Provided passage:
====================

Implement tool for saved Keras model file inspection, diff, and patching. #19705

pmasousa · 2024-05-10T14:28:02Z

Hello!
I saw this feature on "🚀 Contributing to Keras 🚀" and I want to know If I can start developing it.
The tool can:

Take a fname.keras file and display the manifest of its contents (including weights file structure)
Take a fname.weights.h5 and display the manifest of its content.
Diff two weights files, highlighting what's in one and not in the other.
Patch a file, by replacing a given weight with a different value provided by the user.

fchollet · 2024-05-12T00:48:00Z

Sure, you are welcome to work on that. Do you have any experience with web development? I'm thinking this tool may benefit from an interactive js/html interface to be used in a notebook.

pmasousa · 2024-05-12T17:00:46Z

I'm in the third year of computer science and engineering, so we already had to use JS and HTML for some projects, and I already have some knowledge of web development from some side projects I have done and am currently doing. I will also be doing this with @pedro-curto, who is in the same year and university as I am.
I also agree that this tool would be better with an interface so I'll be glad to do it if you agree.

====================

Entries provided:
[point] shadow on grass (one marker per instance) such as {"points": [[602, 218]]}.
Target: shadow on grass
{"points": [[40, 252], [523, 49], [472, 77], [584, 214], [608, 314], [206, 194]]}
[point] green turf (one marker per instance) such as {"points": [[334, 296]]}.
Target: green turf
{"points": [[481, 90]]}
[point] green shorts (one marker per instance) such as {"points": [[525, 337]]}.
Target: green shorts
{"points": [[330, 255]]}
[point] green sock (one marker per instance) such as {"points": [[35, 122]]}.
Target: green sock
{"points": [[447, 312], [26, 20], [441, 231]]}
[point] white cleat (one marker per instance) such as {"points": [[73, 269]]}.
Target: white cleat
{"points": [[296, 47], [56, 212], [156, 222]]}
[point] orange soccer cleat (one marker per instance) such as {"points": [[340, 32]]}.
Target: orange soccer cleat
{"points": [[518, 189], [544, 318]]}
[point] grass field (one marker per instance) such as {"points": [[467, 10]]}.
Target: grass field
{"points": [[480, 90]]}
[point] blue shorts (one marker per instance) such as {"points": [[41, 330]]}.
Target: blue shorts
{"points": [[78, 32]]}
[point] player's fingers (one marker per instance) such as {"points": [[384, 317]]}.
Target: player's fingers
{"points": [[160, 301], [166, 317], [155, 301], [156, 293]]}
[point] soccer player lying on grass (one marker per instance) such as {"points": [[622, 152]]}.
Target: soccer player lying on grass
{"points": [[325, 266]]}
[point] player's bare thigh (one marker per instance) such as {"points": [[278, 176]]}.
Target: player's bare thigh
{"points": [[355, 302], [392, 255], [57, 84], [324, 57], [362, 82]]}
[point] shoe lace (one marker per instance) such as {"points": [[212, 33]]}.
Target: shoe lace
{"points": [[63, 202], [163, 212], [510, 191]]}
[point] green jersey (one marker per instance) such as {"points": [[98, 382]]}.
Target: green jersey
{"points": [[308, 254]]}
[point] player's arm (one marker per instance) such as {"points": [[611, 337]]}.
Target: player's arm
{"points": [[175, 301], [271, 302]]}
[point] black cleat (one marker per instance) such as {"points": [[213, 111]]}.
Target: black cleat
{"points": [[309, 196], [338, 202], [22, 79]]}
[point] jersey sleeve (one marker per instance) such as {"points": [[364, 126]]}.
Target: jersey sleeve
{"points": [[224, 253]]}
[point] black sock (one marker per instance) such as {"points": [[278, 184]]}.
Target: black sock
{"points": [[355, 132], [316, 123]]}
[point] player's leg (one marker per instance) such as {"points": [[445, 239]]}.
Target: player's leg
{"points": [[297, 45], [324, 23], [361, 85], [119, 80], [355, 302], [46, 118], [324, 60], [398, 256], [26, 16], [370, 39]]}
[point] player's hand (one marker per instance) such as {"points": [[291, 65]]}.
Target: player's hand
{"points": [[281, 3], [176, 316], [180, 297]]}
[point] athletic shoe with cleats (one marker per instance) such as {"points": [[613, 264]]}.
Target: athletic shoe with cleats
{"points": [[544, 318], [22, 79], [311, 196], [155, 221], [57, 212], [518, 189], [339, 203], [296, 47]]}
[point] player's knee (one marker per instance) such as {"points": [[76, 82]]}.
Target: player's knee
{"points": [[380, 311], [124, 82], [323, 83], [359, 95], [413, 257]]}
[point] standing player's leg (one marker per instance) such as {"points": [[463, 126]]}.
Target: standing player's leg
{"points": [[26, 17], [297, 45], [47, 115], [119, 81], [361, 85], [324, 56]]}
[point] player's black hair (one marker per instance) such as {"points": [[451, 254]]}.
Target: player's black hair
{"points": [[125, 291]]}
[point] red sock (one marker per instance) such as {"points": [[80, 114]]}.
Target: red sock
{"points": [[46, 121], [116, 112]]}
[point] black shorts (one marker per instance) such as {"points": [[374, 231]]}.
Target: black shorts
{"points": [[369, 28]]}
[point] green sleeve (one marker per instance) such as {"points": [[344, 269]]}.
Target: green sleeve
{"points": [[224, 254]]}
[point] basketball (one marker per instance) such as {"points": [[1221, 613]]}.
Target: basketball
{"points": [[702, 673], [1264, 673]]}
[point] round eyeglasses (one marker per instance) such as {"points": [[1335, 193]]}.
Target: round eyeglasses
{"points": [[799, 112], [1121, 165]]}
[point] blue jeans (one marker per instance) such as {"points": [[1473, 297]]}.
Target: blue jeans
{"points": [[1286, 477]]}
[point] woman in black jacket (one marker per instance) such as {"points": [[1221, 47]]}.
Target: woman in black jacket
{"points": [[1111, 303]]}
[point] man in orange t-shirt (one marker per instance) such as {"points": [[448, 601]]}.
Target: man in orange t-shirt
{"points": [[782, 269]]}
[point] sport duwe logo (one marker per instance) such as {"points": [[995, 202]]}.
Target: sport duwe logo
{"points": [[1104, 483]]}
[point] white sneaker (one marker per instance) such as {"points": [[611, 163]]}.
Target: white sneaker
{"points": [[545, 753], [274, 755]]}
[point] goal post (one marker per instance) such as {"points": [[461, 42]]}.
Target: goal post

====================

Actions to take:
• 1. In the Keras inspection tool thread, what kind of interface does fchollet suggest the tool could benefit from?
• 2. Continue the Keras inspection tool thread from its final sentence.

Results in order:
• 1. An interactive JS/HTML interface for use in a notebook.

• 2.
fchollet · 2024-05-12T17:33:34Z

Sounds great.

Here's an example of a draft I wrote a long time ago, displaying a kind of summary of a file's content:

def inspect_file(
    filepath, reference_model=None, custom_objects=None, print_fn=print
):
    filepath = str(filepath)
    if filepath.endswith(".keras"):

        with zipfile.ZipFile(filepath, "r") as zf:
            print_fn(f"Keras model file '{filepath}'")

            with zf.open(_CONFIG_FILENAME, "r") as f:
                config = json.loads(f.read())
                print_fn(
                    f"Model: {config['class_name']} name='{config['config']['name']}'"
                )
            if reference_model is None:
                reference_model = deserialize_keras_object(
                    config, custom_objects=custom_objects
                )

            with zf.open(_METADATA_FILENAME, "r") as f:
                metadata = json.loads(f.read())
                print_fn(f"Saved with Keras {metadata['keras_version']}")
                print_fn(f"Date saved: {metadata['date_saved']}")

            archive = zipfile.ZipFile(filepath, "r")
            weights_store = H5IOStore(
                _VARS_FNAME + ".h5", archive=archive, mode="r"
            )
            print_fn("Weights file:")
            inspect_nested_dict(weights_store.h5_file, print_fn, prefix="    ")

    elif filepath.endswith(".weights.h5"):
        print_fn(f"Keras weights file '{filepath}'")
        weights_store = H5IOStore(
            _VARS_FNAME + ".h5", archive=archive, mode="r"
        )
        inspect_nested_dict(weights_store.h5_file, print_fn)

    else:
        raise ValueError(
            "Invalid filename: expected a `.keras` `.weights.h5` extension. "
            f"Received: filepath={filepath}"
        )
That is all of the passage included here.